Recorded data
[Start of Attachment]

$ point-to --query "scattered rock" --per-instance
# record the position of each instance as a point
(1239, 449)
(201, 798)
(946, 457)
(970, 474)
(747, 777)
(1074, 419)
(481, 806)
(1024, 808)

[End of Attachment]

» TASK BRIEF: Once more, write out the records in full, exactly as they appear.

» TASK OUTPUT:
$ point-to --query "scattered rock" --per-instance
# record the position of each instance as a point
(1239, 449)
(201, 798)
(946, 457)
(970, 474)
(747, 777)
(1074, 419)
(481, 806)
(1024, 808)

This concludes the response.